**What to work on**
Once you find the line with "Exercise. Mark every instance of the red plastic" in the entries below, return exactly every line from it through the line with "Could you please point out the finger".

**Data supplied**

....

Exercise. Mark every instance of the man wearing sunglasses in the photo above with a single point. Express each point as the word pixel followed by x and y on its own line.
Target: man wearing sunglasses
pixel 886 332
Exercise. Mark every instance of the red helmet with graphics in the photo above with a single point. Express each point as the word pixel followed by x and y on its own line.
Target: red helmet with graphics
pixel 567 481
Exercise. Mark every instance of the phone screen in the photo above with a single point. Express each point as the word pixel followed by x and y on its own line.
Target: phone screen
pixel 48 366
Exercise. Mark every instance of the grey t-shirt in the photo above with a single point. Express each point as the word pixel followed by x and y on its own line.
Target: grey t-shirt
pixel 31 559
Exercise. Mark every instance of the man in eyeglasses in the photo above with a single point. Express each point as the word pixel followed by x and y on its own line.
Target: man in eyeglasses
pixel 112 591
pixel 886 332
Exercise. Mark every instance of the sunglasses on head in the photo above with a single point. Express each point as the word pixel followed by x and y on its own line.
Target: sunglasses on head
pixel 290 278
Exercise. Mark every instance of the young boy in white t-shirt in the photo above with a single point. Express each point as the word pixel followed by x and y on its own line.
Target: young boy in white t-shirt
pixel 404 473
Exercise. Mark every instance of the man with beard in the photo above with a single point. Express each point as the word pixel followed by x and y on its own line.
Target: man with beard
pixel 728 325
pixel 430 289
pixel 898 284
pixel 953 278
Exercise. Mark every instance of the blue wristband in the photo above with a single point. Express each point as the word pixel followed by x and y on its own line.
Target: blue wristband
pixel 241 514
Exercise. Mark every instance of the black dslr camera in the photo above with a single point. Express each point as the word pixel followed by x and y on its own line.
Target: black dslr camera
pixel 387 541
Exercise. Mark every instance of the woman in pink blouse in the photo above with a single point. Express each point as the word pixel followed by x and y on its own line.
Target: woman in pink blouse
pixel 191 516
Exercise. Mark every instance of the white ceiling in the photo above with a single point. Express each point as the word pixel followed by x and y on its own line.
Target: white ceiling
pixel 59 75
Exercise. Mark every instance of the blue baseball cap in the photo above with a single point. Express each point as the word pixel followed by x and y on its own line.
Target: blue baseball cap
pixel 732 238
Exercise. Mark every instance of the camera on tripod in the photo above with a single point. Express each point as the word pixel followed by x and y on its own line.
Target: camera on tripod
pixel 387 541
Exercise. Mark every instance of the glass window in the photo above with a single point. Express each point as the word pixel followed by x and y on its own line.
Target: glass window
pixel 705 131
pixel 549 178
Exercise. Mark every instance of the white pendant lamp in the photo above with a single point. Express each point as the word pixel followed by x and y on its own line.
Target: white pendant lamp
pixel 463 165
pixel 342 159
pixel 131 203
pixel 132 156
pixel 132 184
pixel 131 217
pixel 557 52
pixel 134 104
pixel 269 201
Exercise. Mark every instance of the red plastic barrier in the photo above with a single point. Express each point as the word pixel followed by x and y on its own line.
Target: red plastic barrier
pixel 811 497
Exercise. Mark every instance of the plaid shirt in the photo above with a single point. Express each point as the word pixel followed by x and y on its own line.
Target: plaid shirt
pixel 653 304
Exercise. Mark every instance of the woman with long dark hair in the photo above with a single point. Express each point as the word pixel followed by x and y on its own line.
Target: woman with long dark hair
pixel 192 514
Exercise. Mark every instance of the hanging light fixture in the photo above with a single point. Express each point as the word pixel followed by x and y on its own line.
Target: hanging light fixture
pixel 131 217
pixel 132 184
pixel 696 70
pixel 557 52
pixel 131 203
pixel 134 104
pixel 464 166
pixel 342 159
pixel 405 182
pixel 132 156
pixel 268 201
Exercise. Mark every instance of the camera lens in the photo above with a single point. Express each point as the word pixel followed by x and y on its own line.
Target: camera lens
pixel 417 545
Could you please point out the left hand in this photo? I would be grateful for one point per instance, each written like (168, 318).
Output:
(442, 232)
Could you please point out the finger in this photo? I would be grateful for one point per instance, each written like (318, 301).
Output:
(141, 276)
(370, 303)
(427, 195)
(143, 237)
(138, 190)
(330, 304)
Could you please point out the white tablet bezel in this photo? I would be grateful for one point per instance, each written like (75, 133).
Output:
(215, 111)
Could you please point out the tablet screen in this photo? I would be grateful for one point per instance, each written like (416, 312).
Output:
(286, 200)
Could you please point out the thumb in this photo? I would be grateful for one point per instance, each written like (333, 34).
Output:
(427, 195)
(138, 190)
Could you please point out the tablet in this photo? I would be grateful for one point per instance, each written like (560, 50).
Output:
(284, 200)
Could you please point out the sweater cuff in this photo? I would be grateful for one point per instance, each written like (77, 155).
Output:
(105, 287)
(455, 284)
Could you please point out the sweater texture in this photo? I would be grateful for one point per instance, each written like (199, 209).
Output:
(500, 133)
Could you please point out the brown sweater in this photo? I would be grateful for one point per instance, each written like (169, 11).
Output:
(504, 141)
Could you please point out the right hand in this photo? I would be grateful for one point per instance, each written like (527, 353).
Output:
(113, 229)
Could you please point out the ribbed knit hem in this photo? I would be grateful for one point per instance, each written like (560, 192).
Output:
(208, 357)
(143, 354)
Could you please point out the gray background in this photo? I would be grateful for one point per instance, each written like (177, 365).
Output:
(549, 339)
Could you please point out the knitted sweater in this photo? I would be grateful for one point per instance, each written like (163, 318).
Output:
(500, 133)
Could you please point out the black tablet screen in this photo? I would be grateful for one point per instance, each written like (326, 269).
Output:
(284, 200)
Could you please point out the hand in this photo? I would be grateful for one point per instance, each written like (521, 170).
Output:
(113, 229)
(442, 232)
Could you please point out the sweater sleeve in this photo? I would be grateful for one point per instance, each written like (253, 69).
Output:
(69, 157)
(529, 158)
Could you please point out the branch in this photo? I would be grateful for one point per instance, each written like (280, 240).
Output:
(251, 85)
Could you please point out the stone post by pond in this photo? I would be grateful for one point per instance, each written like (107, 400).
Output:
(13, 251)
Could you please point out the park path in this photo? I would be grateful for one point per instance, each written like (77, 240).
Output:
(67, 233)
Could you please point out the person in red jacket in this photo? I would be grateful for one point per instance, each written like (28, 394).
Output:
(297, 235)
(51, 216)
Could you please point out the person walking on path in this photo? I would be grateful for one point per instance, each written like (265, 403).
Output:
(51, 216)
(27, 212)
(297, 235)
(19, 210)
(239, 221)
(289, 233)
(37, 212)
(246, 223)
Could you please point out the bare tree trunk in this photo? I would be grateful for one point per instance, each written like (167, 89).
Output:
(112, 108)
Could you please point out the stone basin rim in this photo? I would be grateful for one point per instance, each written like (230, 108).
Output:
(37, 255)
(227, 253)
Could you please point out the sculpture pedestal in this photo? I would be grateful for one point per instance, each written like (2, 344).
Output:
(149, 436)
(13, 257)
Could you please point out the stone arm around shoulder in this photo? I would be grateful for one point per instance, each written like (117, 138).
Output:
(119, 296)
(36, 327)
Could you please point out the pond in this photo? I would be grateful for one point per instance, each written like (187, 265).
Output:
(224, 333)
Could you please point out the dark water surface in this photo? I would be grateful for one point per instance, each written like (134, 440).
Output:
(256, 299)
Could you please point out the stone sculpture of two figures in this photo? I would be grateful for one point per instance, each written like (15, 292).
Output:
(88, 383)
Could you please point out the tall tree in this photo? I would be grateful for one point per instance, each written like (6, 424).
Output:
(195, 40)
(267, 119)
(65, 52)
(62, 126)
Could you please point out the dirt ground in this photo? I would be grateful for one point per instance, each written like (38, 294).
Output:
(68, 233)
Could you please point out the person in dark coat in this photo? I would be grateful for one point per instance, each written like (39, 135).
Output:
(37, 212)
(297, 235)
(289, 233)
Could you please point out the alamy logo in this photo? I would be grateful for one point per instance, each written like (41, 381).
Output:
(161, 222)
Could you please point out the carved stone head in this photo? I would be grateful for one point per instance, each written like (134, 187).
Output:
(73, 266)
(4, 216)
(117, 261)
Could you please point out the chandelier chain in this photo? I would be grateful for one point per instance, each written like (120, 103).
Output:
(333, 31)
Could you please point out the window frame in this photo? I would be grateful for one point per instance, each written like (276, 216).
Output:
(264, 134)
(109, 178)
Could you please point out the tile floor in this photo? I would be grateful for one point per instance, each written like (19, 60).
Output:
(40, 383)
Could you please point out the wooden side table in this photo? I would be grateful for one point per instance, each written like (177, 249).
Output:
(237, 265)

....

**Answer below**
Exercise. Mark every instance of the red plastic barrier in the photo above with a single point. Express each point as the word pixel followed by x and y on its own line.
Target: red plastic barrier
pixel 811 497
Exercise. Mark every instance of the plaid shirt in the photo above with a single point. Express each point as the word pixel followed by x and y on its own line.
Target: plaid shirt
pixel 653 304
Exercise. Mark every instance of the woman with long dark hair in the photo above with a single point. Express each point as the word pixel followed by x and y on its own line.
Target: woman with long dark hair
pixel 192 514
Exercise. Mark every instance of the hanging light fixture in the photo above with a single point. Express each point as the word pixel followed by x and y on its own line.
Target: hanging light fixture
pixel 131 217
pixel 132 184
pixel 696 70
pixel 557 52
pixel 131 203
pixel 134 104
pixel 464 166
pixel 342 159
pixel 405 182
pixel 132 156
pixel 268 201
Exercise. Mark every instance of the camera lens in the photo above with a single point. Express each point as the word pixel followed by x and y on its own line.
Target: camera lens
pixel 417 545
Could you please point out the left hand in this photo? I would be grateful for one point per instance, each written like (168, 318).
Output:
(442, 232)
Could you please point out the finger in this photo? I would be grateful for one point per instance, each written like (318, 301).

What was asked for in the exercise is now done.